*Stated problem*. Reproduce the listing word for word, leaving every picture behind.
-- Start of Input --
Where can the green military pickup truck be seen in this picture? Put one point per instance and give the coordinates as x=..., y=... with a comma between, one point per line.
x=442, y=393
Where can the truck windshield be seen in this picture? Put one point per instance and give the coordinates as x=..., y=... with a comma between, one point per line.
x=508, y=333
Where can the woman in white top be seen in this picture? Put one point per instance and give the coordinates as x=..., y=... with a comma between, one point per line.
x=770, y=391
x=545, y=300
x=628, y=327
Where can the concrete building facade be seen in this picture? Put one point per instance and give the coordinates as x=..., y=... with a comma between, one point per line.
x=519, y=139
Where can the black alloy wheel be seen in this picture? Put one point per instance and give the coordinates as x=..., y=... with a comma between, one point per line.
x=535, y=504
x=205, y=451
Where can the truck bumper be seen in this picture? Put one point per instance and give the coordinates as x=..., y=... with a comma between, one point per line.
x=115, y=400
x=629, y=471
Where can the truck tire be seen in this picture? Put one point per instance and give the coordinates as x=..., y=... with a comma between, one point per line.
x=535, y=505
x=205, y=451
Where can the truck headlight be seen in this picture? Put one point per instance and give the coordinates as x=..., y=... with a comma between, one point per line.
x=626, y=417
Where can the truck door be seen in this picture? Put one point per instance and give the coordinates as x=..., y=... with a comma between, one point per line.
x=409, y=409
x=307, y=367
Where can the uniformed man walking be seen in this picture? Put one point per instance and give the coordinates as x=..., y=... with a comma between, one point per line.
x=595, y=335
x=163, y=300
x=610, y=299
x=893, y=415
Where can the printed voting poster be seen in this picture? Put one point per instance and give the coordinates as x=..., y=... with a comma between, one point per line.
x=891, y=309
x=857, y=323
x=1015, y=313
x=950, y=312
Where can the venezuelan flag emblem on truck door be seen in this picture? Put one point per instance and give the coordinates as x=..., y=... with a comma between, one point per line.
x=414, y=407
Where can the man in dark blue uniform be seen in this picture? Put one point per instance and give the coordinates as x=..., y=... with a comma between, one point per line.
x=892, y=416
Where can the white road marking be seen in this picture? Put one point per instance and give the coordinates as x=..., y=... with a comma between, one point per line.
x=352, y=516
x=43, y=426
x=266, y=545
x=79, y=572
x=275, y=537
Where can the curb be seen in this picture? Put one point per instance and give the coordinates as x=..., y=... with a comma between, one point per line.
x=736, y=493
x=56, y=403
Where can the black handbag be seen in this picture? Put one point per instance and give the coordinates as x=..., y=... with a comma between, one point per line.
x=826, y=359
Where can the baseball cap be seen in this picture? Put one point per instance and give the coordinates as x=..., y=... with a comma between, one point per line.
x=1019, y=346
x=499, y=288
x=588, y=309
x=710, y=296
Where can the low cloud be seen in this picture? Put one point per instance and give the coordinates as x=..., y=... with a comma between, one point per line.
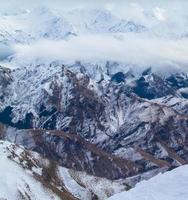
-- End of Input --
*Exercise solution*.
Where can the green military pickup truck be seen in this picture? Put one point per instance and give the coordinates as x=..., y=... with a comma between, one point per line.
x=442, y=393
Where can the truck windshield be seen in this picture? Put one point per instance and give the coordinates as x=..., y=... with a comma between, one point per line.
x=508, y=333
Where can the woman in white top be seen in this picture? Put one point per instance and give the coordinates as x=..., y=... with a comma between, one point per line.
x=770, y=391
x=545, y=300
x=628, y=327
Where can the concrete building facade be seen in this picture? Put one point per instance and give the coordinates as x=..., y=... with a comma between, one point per line.
x=519, y=139
Where can the black alloy wheel be seen in this picture? Put one point per instance and give the coordinates as x=..., y=... with a comma between, one point per line.
x=535, y=504
x=205, y=451
Where can the truck bumper be seen in this picture? Put one point per instance and give the coordinates as x=..., y=... with a comma between, one point per line.
x=115, y=400
x=629, y=471
Where can the truck tire be seen in this picture? Put one point per instance and give the coordinates as x=..., y=... with a comma between, one point per line.
x=535, y=505
x=205, y=451
Where can the truck headlight be seen in this picture? Put one point per instance and give the coordinates as x=..., y=... with a comma between, one point per line.
x=626, y=417
Where can the truck door be seen in this picture? Put one point per instance and give the coordinates as x=..., y=... with a comma between, one point per line.
x=409, y=409
x=307, y=367
Where can the uniformed man walking be seen in this picture? Put one point per instance and give the coordinates as x=..., y=... with a comma between, one point per line.
x=595, y=335
x=163, y=300
x=610, y=299
x=893, y=415
Where can the printed voting poster be seen in this picture? Put one point per instance and give the coordinates as x=..., y=... with a comma between, one point per line.
x=891, y=309
x=857, y=323
x=1015, y=313
x=950, y=312
Where can the venezuelan flag emblem on truck door be seen in this picture? Put one point per instance and give the coordinates as x=..., y=... with a comma between, one point per line.
x=414, y=407
Where can the man in dark blue uniform be seen in this picture? Put one point per instance and give the coordinates as x=..., y=... with a comma between, one point per line.
x=892, y=416
Where can the white road marking be seen in this picture? Put one point per instance and give the coordinates as x=..., y=... with a comma between, one point per line.
x=352, y=516
x=43, y=426
x=266, y=545
x=79, y=572
x=275, y=537
Where can the curb be seen in this picture? Put one point per instance and give the coordinates as x=..., y=... with a comma between, one point per line.
x=736, y=493
x=56, y=403
Where can the black handbag be seen in this picture? Put one point per instance and give the coordinates as x=..., y=... with a comma between, one point per line.
x=826, y=359
Where can the baseball cap be seen in this picture? Put one point per instance and give the coordinates as x=..., y=... with a comma between, one point per line.
x=1019, y=346
x=499, y=288
x=588, y=309
x=710, y=296
Where can the low cloud be seen in this picture? Put one point per instance and give the coordinates as x=..., y=... with a comma between, one point per line.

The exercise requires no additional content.